# DATA TO EXAMINE

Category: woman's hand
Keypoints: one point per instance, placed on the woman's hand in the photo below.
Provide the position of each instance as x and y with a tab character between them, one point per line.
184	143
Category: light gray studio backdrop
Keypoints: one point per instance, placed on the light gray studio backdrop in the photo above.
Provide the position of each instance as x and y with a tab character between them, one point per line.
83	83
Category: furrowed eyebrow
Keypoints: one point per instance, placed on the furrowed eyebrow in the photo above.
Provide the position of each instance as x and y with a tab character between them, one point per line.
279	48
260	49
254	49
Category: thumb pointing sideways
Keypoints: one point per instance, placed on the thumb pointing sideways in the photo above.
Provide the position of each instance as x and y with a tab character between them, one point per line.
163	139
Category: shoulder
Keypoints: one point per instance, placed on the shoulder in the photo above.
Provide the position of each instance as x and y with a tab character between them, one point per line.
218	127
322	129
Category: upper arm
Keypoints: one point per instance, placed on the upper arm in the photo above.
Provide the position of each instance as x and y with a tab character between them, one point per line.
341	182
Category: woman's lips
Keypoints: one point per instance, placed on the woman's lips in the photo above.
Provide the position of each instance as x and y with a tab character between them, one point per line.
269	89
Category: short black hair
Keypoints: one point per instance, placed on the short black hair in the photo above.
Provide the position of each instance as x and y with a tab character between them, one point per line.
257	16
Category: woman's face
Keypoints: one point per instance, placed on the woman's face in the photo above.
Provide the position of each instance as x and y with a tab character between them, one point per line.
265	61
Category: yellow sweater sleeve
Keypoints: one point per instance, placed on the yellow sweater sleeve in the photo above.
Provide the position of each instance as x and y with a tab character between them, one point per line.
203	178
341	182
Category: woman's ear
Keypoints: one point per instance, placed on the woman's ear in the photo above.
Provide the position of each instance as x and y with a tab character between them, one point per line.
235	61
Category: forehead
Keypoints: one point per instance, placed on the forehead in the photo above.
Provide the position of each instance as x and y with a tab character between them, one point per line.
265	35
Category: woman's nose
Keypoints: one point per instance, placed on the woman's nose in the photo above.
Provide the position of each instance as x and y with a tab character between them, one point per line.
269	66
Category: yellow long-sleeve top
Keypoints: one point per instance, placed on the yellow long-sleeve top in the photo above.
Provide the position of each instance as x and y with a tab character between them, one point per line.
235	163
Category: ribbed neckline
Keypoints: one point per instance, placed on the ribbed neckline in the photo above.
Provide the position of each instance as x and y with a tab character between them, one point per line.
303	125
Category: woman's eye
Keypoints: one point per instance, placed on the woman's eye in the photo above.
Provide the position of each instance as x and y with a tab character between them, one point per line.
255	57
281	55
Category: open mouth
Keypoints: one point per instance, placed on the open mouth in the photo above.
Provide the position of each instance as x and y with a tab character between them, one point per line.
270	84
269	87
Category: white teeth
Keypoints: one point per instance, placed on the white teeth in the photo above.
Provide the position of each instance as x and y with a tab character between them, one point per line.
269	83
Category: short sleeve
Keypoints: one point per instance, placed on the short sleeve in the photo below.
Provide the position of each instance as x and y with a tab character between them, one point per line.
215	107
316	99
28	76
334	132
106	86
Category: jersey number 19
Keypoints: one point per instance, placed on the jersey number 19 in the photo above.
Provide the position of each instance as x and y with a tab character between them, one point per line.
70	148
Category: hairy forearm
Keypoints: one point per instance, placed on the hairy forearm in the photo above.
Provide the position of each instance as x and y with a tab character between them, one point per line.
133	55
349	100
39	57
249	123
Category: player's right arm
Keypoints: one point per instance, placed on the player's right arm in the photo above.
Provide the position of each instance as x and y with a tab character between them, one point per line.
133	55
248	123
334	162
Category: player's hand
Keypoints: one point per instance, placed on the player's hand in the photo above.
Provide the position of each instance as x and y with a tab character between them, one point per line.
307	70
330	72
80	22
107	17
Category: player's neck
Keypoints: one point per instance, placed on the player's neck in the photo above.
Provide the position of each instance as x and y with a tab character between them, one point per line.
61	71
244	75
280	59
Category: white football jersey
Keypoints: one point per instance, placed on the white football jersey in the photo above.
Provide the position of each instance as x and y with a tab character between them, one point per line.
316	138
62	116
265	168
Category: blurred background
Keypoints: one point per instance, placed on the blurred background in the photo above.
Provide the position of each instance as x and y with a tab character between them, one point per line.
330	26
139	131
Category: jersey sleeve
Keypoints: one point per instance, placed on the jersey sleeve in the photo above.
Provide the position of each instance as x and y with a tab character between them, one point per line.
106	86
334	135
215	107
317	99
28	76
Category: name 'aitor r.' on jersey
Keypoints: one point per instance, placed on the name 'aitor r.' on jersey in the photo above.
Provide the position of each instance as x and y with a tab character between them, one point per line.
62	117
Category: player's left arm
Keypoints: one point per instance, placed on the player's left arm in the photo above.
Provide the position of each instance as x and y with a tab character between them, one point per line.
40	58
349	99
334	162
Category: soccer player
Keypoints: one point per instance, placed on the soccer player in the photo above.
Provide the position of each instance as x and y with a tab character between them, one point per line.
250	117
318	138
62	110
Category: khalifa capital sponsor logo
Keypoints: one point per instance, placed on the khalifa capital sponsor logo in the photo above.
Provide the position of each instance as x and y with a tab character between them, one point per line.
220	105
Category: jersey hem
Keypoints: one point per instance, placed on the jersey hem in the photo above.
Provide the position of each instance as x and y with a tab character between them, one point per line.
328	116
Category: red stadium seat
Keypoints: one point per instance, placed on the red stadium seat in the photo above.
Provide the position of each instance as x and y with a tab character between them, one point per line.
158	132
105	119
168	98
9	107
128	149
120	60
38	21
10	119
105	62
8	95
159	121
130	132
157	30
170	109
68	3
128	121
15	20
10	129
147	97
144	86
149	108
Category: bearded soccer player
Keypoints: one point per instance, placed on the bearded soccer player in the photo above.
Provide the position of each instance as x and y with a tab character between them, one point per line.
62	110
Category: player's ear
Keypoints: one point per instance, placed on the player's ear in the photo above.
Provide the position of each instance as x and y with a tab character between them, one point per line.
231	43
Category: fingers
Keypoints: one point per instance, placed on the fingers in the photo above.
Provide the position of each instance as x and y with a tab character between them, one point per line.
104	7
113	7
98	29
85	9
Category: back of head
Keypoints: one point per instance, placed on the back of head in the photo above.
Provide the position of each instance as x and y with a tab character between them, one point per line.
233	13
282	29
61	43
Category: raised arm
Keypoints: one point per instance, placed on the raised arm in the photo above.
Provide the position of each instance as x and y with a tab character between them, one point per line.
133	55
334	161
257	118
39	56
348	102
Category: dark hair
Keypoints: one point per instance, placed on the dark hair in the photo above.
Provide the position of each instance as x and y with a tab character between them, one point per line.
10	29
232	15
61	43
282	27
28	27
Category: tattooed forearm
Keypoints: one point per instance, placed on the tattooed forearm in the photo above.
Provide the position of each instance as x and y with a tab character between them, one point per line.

# EXERCISE DESCRIPTION
Nothing but the lines from the top of the entries above through the line with "Keypoints: one point per instance, placed on the short black" should be set down, each exactly as written.

# PROBLEM SOLUTION
Category: woman's hand
Keypoints: one point per instance, placed on the woman's hand in the photo below.
Provide the position of each instance as x and y with a tab character between them, one point per line.
184	143
Category: light gray studio backdrop
Keypoints: one point per instance, placed on the light gray studio backdrop in the photo above.
Provide the position of each instance as x and y with a tab character between them, one point per line.
83	83
Category: furrowed eyebrow
Keypoints: one point per instance, placed on the furrowed eyebrow in the photo above.
Provide the position of each instance as x and y with a tab character between them, one point per line.
279	48
260	49
254	49
Category: thumb pointing sideways
Keypoints: one point per instance, placed on the thumb pointing sideways in the photo above.
Provide the position of each instance as x and y with a tab character between them, one point per line.
163	139
Category: shoulder
Keypoints: one point per instance, placed on the shoulder in the photo above.
Provide the position of each instance as x and y with a tab character between them, one point per line.
218	127
322	129
Category: upper arm
Keypoints: one point per instance, placed on the upper arm in the photo above.
Provide the position of each instance as x and y with a tab character between them, one point per line.
341	182
Category: woman's lips
Keypoints: one point per instance, placed on the woman's lips in the photo above.
Provide the position of each instance as x and y with a tab character between them, one point per line.
269	89
Category: short black hair
Keypoints: one point per instance, placed on the short black hair in the photo above.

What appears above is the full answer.